[Stored data entries]
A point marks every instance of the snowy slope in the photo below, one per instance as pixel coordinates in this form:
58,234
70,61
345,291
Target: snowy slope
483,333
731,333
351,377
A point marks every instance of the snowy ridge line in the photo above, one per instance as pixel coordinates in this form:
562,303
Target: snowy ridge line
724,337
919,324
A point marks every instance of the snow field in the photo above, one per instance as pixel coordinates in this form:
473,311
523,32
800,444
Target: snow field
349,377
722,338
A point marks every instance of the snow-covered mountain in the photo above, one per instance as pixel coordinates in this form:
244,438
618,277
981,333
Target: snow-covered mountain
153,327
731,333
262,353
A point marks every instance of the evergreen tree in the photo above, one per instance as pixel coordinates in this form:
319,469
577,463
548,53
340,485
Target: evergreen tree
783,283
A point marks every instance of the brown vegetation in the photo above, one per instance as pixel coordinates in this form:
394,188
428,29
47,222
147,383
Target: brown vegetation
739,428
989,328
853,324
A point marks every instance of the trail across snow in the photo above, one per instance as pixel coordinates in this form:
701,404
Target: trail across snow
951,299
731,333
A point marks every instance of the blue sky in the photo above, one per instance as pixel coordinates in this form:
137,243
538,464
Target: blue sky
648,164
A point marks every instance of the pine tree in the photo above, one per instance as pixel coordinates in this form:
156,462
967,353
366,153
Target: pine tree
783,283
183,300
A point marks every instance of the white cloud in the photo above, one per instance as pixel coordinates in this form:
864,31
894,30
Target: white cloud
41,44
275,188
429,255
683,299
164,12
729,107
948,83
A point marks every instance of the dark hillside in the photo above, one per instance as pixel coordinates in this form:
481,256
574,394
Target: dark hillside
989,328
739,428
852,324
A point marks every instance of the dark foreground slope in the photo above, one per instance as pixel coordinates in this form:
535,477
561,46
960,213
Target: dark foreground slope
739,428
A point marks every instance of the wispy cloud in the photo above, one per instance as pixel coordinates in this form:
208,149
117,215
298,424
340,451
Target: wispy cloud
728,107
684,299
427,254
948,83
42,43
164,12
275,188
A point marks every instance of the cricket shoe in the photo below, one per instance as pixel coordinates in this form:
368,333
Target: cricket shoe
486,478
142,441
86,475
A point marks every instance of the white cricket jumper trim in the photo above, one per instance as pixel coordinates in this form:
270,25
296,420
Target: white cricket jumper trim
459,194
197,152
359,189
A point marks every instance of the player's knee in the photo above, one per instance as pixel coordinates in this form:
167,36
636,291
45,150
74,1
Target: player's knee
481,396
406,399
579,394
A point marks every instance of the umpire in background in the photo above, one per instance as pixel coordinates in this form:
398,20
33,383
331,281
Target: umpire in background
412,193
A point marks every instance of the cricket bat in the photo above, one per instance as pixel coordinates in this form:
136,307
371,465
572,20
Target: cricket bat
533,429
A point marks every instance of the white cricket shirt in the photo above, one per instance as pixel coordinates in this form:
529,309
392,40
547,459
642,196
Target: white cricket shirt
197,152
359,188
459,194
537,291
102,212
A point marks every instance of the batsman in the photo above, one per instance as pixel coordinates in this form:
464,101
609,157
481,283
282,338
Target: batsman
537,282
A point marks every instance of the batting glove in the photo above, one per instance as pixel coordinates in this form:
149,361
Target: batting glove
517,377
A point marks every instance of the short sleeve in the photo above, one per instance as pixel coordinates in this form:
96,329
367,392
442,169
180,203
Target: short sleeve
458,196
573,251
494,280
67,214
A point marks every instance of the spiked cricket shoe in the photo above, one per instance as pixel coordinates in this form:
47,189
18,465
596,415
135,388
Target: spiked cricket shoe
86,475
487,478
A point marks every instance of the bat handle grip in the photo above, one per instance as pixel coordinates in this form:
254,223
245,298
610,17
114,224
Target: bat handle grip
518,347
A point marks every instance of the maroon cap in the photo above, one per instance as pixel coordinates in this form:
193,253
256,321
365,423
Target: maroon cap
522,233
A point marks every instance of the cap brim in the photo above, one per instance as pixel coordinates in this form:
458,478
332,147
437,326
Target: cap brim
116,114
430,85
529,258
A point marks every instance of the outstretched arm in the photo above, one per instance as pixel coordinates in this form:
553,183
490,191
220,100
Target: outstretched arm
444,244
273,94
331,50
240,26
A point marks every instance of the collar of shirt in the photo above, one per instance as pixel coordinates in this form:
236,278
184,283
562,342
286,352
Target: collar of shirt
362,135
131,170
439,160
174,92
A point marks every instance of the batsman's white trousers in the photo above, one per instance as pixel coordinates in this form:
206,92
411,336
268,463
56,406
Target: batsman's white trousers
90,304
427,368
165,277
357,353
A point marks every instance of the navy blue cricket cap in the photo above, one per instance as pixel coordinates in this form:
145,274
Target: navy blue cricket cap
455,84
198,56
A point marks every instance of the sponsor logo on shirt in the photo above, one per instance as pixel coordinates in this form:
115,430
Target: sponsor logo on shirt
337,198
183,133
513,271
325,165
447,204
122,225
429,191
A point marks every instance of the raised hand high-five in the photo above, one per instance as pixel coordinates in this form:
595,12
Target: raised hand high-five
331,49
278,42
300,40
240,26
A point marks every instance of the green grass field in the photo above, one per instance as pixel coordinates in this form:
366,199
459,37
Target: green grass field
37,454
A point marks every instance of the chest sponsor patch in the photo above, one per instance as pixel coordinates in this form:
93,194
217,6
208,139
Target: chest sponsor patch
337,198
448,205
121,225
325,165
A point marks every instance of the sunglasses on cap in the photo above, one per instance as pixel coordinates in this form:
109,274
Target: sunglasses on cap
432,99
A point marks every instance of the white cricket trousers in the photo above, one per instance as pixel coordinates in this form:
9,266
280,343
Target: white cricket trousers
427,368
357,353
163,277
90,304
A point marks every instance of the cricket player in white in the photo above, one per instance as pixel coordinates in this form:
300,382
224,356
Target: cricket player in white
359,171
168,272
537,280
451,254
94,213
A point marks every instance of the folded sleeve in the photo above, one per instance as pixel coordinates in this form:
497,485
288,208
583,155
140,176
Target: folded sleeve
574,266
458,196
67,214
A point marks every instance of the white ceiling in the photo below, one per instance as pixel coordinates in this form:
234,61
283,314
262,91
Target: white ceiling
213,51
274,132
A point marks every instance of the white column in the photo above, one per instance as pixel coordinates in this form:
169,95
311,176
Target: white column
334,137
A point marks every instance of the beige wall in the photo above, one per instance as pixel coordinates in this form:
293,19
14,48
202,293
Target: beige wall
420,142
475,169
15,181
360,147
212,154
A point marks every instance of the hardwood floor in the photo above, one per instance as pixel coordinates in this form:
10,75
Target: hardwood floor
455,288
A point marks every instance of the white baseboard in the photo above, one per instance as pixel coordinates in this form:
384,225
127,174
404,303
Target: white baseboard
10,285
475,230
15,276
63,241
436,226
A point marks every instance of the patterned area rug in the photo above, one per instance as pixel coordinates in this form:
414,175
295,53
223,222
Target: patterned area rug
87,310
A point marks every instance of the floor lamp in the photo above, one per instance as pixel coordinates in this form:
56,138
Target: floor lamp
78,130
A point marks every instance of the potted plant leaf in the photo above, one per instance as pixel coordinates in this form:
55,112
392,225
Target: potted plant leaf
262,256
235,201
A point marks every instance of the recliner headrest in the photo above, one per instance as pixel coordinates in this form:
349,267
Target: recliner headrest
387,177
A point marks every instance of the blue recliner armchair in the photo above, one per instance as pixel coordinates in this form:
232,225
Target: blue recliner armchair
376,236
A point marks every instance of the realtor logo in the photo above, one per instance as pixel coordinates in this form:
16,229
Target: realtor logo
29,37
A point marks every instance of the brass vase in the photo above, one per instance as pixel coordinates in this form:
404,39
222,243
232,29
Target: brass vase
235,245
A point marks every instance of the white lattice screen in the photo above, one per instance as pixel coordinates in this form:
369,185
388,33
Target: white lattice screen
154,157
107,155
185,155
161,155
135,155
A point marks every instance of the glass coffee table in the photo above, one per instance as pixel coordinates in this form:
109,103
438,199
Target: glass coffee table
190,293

- WHAT YOU WILL DO
Give back the opening line of the records above and every line after it, up to and including the one with "A point marks every instance of the white cloud", unchanged.

- WRITTEN RESPONSE
A point marks every instance of the snowy slope in the photo below, one per instance as pixel coordinates in this form:
58,234
70,61
345,291
Target: snowy slope
483,333
731,333
351,377
A point marks every instance of the snowy ridge line in the photo above, one per instance as pixel coordinates in this form:
562,303
Target: snowy ridge line
724,337
919,324
A point marks every instance of the snow field in the photo above, one per instance as pixel coordinates in this form:
473,311
523,32
800,444
Target: snow field
349,377
722,338
A point marks every instance of the snow-covered mountain in the photo above, one per instance as pixel coordinates in this form:
244,438
618,277
981,333
Target: snow-covered mountain
153,327
731,333
262,353
A point marks every instance of the evergreen tree in the photo above, one per instance as pixel coordinates in this form:
319,469
577,463
548,53
340,485
Target: evergreen tree
783,283
A point marks every instance of the brown vegetation in the photo above, one per instance as pixel coordinates in this form:
394,188
428,29
47,222
147,383
Target: brown vegetation
739,428
989,328
853,324
A point marks every instance of the trail across snow in the photo above, one per instance as pixel coordinates in this form:
701,404
Target: trail across snow
951,299
731,333
A point marks every instance of the blue sky in the photo above, one per instance as pixel coordinates in this form:
137,243
538,464
Target: blue sky
648,164
A point marks every instance of the pine tree in the photo above, one per instance as pixel coordinates in this form:
156,462
967,353
366,153
Target: pine tree
783,283
183,300
A point marks every instance of the white cloud in the photo above, one per instance as pixel coordinates in this form:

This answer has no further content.